• Sayfa:
###

Kimileyin bunu takip eden aşama, o ‘yeni’den başka bir yeni inşa etmek şeklinde cereyan eder. Bu son aşamanın vukuu için ise o toplumun kendine özgü bir kişiliği, kültürü, dünya görüşünü yüzyıllar boyunca geliştirmiş bulunması şart.
Osmanlı, tarihte eşine zor rastlanır bir toplum yapısına sahipti. Yetmişiki buçuk milletten, birçok dinden, inançtan, mezhepten mürekkepti. İlginçtir, tümünün ittifak edeceği bir biçimde bir ortak paydası vardı. Bu bilgiyi yedeğimize alarak vurgulayalım:
Bir bireysel kimliğe, geniş anlamıyla da bir toplumsal kimliğe sahip bir kültür havzasına yabancı (Ki biz buna edebiyat-sanatta çoğun ‘yeni’ demekteyiz.) bir öğe bu bünyeye girdiğinde, sağlıklı bir tepki verilir ve ilkin o yeni öğenin, kendi kültür havzasında yeralan hangi öğeye, ne oranda benzediğine bakılır. Ve böyle bir benzerlik kurulduktan sonra ancak o yeni kısmen veya tamamen benimsenir.

###

• Sağlanan Veriler:
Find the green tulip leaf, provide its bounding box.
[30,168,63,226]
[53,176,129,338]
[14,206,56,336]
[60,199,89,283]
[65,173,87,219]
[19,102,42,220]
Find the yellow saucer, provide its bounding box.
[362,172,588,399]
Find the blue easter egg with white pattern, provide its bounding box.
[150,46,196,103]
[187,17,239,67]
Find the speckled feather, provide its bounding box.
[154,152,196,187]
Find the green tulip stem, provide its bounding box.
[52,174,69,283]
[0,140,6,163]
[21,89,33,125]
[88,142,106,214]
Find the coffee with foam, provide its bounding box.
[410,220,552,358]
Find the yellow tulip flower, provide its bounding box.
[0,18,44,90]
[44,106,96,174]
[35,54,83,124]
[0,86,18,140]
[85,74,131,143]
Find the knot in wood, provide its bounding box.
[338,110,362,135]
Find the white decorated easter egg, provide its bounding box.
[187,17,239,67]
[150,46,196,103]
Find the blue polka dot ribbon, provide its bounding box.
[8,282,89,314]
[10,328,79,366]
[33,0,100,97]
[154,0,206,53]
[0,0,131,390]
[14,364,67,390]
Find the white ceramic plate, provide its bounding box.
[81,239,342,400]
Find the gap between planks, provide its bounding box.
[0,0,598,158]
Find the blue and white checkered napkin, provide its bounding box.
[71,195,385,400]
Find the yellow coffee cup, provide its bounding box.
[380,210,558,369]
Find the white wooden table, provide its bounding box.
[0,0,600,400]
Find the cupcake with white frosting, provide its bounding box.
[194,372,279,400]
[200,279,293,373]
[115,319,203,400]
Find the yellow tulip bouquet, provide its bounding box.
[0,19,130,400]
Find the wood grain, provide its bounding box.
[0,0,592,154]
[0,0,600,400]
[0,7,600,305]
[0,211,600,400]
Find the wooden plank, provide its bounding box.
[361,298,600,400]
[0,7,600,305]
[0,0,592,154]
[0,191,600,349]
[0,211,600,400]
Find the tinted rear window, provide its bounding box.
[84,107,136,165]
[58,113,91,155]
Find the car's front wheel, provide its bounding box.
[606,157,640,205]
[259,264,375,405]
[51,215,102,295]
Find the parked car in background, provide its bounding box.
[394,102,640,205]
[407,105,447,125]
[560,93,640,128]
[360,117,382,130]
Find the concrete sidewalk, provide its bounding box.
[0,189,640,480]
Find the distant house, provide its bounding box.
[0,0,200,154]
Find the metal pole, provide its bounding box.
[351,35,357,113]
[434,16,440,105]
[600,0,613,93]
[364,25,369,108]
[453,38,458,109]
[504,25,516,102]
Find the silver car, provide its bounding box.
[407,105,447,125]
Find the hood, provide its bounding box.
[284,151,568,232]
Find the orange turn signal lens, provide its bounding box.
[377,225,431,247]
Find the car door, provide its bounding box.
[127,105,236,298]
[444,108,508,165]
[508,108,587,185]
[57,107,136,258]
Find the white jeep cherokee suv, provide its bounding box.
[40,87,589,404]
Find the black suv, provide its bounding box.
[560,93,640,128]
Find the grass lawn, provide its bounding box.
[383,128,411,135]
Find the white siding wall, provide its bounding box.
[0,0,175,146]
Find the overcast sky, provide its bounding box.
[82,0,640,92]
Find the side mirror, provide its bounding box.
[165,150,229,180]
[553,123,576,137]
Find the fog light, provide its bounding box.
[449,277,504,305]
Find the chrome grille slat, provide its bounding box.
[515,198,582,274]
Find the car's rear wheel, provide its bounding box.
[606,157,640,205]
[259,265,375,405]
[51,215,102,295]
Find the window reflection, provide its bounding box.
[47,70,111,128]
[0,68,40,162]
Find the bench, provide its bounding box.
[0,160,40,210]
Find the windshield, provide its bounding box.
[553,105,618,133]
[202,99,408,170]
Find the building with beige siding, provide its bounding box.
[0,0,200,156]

###

• Verilen Görev A:
Yukarıdaki kültür ve yenilik üzerine yazıya göre şu soruları yanıtlayın:
(i) Osmanlı kaç milletten oluşuyordu?
(ii) Edebiyat ve sanatta, bir kültür havzasına yabancı olan öğeye çoğunlukla ne denir?
(iii) "Yeni"den başka bir yeni inşa etme aşamasının gerçekleşmesi için ne şarttır?
• Verilen Görev B: Kültür ve yenilik üzerine yazıyı iki cümleyle özetleyin.
• Verilen Görev C: Kültür ve yenilik üzerine yazının devamını getirin; yazıyı son cümlesinden sonra sürdürün.

• Yazılı Yanıt A:
(i) Yetmişiki buçuk milletten.
(ii) "Yeni" denir.
(iii) Toplumun kendine özgü bir kişiliği, kültürü ve dünya görüşünü yüzyıllar boyunca geliştirmiş olması şarttır.

• Yazılı Yanıt B: Kendine özgü bir kimliği olan bir kültür havzasına yabancı bir öğe girdiğinde, önce bu öğenin kendi kültüründeki hangi öğeye, ne oranda benzediğine bakılır ve ancak böyle bir benzerlik kurulduktan sonra o yeni kısmen ya da tamamen benimsenir. "Yeni"den başka bir yeni inşa etmek için toplumun yüzyıllar boyunca kendine özgü bir kişilik, kültür ve dünya görüşü geliştirmiş olması gerekir; yazı ayrıca birçok milletten, dinden ve mezhepten oluşan Osmanlı'nın, hepsinin üzerinde birleştiği ortak bir paydası olduğunu belirtir.

• Yazılı Yanıt C:
Sağlıklı beden ‘yeni’yi sevmez
Tanzimat Dönemi’nde bile henüz sağlıklı bir toplum niteliğindeki Osmanlı’nın, kendisi için yeni bir edebi ifade durumundaki romanı, ilkin kendi kültürü içerisindeki bir öğeyle, mesnevi+halk hikâyesi+destanla karışık bir biçimde anlaması ve öyle de üretmesi, herşeyden çok o toplumun sıhhiliğiyle ve tabiiliğiyle açıklanabilir. Anlayışsızlığıyla, yanlış veya eksik anlamasıyla yahut beceriksizliğiyle değil. Her yeni, her sağlıklı toplum için bilkuvve tehlikedir çünkü. Elbette birey için de.
Demek ki kişilik, insanı en çok yozlaşmaktan korur. Ve yozlaşma, en fazla ‘yeni’ kılığına bürünmeyi tercih eder.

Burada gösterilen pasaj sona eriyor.